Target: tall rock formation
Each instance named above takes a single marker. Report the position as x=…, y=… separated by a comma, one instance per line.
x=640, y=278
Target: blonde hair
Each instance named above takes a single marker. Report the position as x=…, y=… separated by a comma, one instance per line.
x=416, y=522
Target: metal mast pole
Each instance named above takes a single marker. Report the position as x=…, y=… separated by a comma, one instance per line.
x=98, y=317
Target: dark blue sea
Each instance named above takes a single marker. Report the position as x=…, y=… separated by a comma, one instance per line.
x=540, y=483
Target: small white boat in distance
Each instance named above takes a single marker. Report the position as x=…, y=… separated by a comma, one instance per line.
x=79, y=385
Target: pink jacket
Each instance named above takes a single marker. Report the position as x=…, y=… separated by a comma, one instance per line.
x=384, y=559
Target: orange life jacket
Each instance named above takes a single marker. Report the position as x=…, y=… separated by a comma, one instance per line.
··········
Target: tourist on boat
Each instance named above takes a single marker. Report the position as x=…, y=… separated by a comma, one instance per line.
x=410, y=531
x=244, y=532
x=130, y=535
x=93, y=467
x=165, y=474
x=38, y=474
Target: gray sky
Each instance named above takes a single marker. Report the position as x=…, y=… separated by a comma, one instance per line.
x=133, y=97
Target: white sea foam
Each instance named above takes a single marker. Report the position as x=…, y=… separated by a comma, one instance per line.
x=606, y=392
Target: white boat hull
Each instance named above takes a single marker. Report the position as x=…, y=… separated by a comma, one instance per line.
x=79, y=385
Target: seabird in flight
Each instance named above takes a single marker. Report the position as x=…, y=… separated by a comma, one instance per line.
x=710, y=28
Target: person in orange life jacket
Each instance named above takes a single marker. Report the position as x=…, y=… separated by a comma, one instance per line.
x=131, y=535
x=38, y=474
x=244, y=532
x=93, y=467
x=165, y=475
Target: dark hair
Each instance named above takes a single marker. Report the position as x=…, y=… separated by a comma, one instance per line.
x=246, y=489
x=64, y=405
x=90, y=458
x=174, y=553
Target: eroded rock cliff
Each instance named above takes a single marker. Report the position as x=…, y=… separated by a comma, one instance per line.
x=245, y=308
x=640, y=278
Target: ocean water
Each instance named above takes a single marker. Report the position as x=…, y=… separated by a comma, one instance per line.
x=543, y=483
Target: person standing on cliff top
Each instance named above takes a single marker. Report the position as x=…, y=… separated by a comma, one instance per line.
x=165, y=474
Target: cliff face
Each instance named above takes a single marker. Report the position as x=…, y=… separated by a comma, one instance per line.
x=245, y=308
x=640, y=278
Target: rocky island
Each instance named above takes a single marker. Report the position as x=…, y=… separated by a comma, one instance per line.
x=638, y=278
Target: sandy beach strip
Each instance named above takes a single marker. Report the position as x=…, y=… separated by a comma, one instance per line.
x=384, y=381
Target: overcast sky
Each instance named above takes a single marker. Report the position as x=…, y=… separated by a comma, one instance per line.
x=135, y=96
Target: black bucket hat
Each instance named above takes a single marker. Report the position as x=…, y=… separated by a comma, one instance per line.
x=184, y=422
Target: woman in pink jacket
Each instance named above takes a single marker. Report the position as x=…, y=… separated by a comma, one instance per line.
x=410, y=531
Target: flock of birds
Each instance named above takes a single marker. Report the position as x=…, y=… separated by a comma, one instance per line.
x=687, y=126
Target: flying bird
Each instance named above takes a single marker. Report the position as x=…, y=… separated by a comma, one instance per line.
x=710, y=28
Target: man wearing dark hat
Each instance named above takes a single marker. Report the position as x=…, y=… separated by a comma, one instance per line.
··········
→ Exercise description:
Please show each line of the rows above that contains the word "hair", copied unchanged.

→ Written answer:
Target: blonde hair
Target: dark hair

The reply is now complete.